▶ [TASK STATEMENT]:
The records below are to be set down again exactly, with the pictures left out.

== Segment start ==

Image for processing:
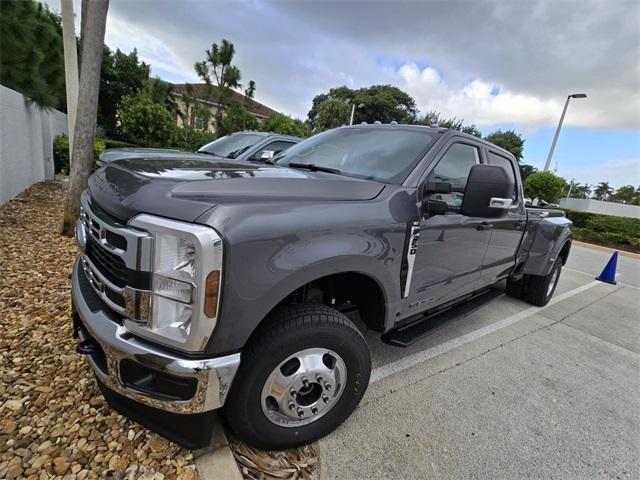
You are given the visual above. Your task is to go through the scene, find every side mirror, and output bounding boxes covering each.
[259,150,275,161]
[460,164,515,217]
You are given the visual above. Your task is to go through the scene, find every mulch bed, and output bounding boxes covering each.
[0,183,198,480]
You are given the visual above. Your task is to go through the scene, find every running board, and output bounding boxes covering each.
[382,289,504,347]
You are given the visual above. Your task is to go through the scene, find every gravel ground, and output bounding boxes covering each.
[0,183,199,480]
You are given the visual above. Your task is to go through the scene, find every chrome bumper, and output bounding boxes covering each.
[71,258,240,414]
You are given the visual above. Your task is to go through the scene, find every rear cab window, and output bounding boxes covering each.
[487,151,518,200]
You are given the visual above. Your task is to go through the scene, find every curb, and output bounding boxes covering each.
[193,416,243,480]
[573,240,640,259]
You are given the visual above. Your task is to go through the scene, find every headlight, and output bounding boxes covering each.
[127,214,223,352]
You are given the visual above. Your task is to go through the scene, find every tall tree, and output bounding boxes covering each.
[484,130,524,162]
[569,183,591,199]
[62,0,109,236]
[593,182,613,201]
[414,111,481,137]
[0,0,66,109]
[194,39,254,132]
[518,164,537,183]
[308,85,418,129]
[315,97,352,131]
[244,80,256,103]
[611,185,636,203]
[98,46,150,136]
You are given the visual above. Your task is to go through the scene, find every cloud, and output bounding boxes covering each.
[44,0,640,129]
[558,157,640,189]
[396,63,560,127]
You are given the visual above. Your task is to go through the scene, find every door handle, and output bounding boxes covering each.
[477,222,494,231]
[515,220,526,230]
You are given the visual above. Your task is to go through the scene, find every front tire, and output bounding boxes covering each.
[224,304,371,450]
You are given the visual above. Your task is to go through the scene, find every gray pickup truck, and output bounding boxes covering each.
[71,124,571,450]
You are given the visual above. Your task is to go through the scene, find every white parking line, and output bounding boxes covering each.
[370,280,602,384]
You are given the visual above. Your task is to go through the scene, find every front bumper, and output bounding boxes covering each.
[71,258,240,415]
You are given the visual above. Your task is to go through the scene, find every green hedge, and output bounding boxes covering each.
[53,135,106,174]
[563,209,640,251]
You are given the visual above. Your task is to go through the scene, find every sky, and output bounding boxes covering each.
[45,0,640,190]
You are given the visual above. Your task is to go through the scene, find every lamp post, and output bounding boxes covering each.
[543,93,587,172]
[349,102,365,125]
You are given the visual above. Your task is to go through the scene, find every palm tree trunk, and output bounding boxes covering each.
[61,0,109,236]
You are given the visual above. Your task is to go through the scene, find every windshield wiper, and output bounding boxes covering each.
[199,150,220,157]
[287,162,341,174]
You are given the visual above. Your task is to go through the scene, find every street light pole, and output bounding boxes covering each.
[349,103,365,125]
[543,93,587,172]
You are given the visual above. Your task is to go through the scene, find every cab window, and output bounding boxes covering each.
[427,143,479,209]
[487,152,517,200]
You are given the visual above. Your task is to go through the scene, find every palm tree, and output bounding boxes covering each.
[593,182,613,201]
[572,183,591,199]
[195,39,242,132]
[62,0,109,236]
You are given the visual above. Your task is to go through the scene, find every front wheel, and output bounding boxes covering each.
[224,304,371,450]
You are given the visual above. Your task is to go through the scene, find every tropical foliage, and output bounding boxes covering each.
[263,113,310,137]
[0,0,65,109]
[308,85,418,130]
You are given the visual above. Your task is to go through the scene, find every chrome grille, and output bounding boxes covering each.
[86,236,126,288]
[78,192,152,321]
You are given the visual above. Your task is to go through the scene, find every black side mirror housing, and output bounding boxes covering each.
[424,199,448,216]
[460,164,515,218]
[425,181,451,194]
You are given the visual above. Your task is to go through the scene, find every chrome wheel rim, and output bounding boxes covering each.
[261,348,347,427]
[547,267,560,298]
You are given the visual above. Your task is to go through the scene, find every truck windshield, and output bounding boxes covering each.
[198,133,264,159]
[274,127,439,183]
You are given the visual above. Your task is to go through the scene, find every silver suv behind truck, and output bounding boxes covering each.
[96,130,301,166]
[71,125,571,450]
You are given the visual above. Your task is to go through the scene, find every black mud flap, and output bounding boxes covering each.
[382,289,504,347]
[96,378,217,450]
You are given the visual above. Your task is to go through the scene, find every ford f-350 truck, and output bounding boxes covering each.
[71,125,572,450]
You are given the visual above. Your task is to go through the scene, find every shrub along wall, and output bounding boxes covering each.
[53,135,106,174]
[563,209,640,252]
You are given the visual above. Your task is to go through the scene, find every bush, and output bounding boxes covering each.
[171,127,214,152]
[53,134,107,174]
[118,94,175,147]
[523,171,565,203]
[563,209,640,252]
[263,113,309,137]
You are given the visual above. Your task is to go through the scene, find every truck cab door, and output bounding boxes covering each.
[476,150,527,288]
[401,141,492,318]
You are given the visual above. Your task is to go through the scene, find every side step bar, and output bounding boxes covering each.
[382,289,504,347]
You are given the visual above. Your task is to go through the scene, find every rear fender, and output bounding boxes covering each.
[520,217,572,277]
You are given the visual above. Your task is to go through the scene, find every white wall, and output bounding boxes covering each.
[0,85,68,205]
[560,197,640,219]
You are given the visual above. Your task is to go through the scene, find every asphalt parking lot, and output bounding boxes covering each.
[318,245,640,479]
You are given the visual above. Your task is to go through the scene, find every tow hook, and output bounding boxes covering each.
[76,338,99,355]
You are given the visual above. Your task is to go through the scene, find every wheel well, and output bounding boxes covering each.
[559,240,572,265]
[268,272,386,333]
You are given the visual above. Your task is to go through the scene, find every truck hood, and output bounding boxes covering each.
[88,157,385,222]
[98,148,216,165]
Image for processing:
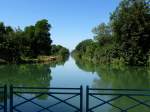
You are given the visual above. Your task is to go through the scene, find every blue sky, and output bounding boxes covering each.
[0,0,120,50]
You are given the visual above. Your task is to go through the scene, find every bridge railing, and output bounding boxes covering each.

== Segment end ==

▶ [EXPECTED ANSWER]:
Image for processing:
You are given the visual above. Your task is to go through the scene, find every side mirror, and output bounding boxes covering each.
[259,150,275,161]
[460,164,515,217]
You are given the visual above. Your task is to go through the scene, find every mulch bed, and output bounding boxes covering each.
[0,183,198,480]
You are given the visual above. Your task is to go through the scene, find every running board, and output bounding boxes covering each.
[382,289,504,347]
You are given the visual above. Your task is to go through the scene, find every gravel ground, and output bounding boxes covering each.
[0,183,199,480]
You are given the visual above. Your task is to go through the scene, find every chrome bumper, and output bounding boxes covering each.
[71,258,240,414]
You are given the visual above. Your task is to go through the scene, find every rear cab window, and output bounding boxes covering each.
[487,151,518,200]
You are given the visual above. Your task is to go through the scene, find every curb, and output bounding boxes covering each.
[193,416,243,480]
[573,240,640,259]
You are given the visual above. Your task is to go through the scene, find every headlight, and output bounding boxes covering each.
[127,214,223,352]
You are given the visual above. Your task is to go through the scene, find every tall tree, and output bounding boxes covering each.
[484,130,524,162]
[569,183,591,199]
[62,0,109,236]
[593,182,613,201]
[414,111,481,137]
[0,0,66,109]
[194,39,254,132]
[518,164,537,183]
[308,85,418,129]
[315,97,352,131]
[244,80,256,103]
[611,185,636,203]
[98,46,150,136]
You are given the visual above. Your task is to go through the scene, find every cloud, and output bounding boxes covering each.
[44,0,640,129]
[558,157,640,189]
[396,63,560,127]
You are given the visual above. Your task is to go through the scene, find every door handle, and output bounding boxes covering each.
[477,222,494,231]
[515,220,526,230]
You are given the visual above. Your task is to go through the scene, find every front tire, and output bounding boxes covering each.
[224,304,371,450]
You are given the visual above. Your task is to go through the scene, find every gray pickup truck, and output bounding boxes covering each.
[71,124,571,450]
You are given the visual above. Your task is to go through the scene, find every white parking line, and output bounding boxes covering each.
[370,280,602,384]
You are given the visual above. Your task is to go through the scene, find every front bumper, and output bounding boxes covering each.
[71,258,240,415]
You are given the visual above. Your task is to go through the scene, find every green hedge, and output bounding boxes covering each.
[53,135,106,174]
[563,209,640,251]
You are given the visual above. Your task is to go through the scene, find every sky, and output bounding boxes covering each.
[45,0,640,190]
You are given the visual above. Your task is to go through the scene, find every lamp post, and output bounding boxes covering each.
[543,93,587,172]
[349,102,365,125]
You are given the visual above. Your task is to go through the scene, find every palm tree trunk, and output bounding boxes covering each.
[61,0,109,236]
You are given the visual above. Your task is to go through the scene, find every windshield wiper, and output bounding boxes covering each.
[199,150,220,157]
[287,162,341,174]
You are given the visual above. Your task is to go through the scene, find every street light pole, and output bounding boxes covering each.
[349,103,365,125]
[543,93,587,172]
You are given the visual above. Your task is to go through the scene, find every cab window, and output bounding boxes covering each.
[427,143,479,209]
[487,152,517,200]
You are given the visual above. Your task is to go through the scene, find every palm tree, and output bounding boxes covering each.
[593,182,613,201]
[572,183,591,199]
[195,39,242,132]
[62,0,109,236]
You are given the visual above. Your task is to go through the scene, find every front wheel, and output bounding boxes covering each.
[224,304,371,450]
You are given the visual above. Your task is to go through the scene, find every tropical foliage, and output bounding boxes covering each.
[263,113,310,137]
[0,0,65,109]
[308,85,418,130]
You are given the visual above. Your task is to go through the scene, find every chrome grille, and output bounding boxes covering each.
[86,236,126,288]
[78,192,152,321]
You are given the visual above. Your task is to go through the scene, find every black side mirror housing, and output bounding boxes covering each.
[424,199,448,216]
[460,164,515,218]
[425,181,451,194]
You are given the visual above. Your task is to go through the scene, find every chrome wheel rim, and output bounding boxes covering each.
[261,348,347,427]
[547,267,560,298]
You are given the visual above. Your task is to go through the scene, find every truck windshield, and output bounding boxes covering each.
[198,133,264,159]
[274,127,439,183]
You are given the visual above. Your task is to go through the scene, find every silver suv behind truck, and output bounding boxes covering each.
[96,130,301,166]
[71,125,571,450]
You are given the visual above. Your task is to go through the scene, find every black mud flap, and output bounding boxes covering each.
[382,289,504,347]
[96,378,217,450]
You are given the visual above. Your task is to go through the scene, find every ford f-350 truck, and output bounding boxes covering each.
[71,125,572,450]
You are given the visual above. Your task is to go through the scene, find every shrub along wall, and output bounding boxes covering each.
[53,135,106,174]
[563,209,640,252]
You are given the visual above. Your task is to go through the scene, find every bush, and output bounding boxes covering each.
[171,127,214,152]
[53,134,107,174]
[118,94,175,147]
[523,171,565,203]
[563,209,640,252]
[263,113,309,137]
You are given the visual above. Your task is to go through the scene, find every truck cab door, and output bounding boxes covering each.
[476,150,527,288]
[401,141,492,318]
You are given the visual above. Your task is to go through the scene, find every side step bar, and output bounding boxes covering each.
[382,289,504,347]
You are given the visual above. Your task is to go through the scene, find every rear fender, and output bounding boxes covering each.
[520,217,572,277]
You are given the visual above. Your task is to go through the scene, find every white wall, and output bounding boxes covering each.
[0,85,68,205]
[560,197,640,219]
You are given the visual above. Your task is to go through the scene, find every asphalt parking lot, and output bounding boxes covering each.
[318,245,640,479]
You are given the visual above. Your task is to go through the scene, find every tow hook, and output bounding boxes covering each.
[76,338,99,355]
You are given the visual above. Your task is to go through the scene, find every wheel well, and output bounding boxes covering each.
[559,240,572,265]
[268,272,386,333]
You are given the visual above. Your task is to go through the scene, find every truck hood, and output bounding boxes covering each.
[88,157,385,222]
[98,148,216,165]
Image for processing:
You are given the visual above. Your task is to go through the scene, find every blue sky, and output bounding boxes covering each.
[0,0,120,50]
You are given the visual above. Your task is to go through the scene, find every bridge railing, and output bounding boxes covering each.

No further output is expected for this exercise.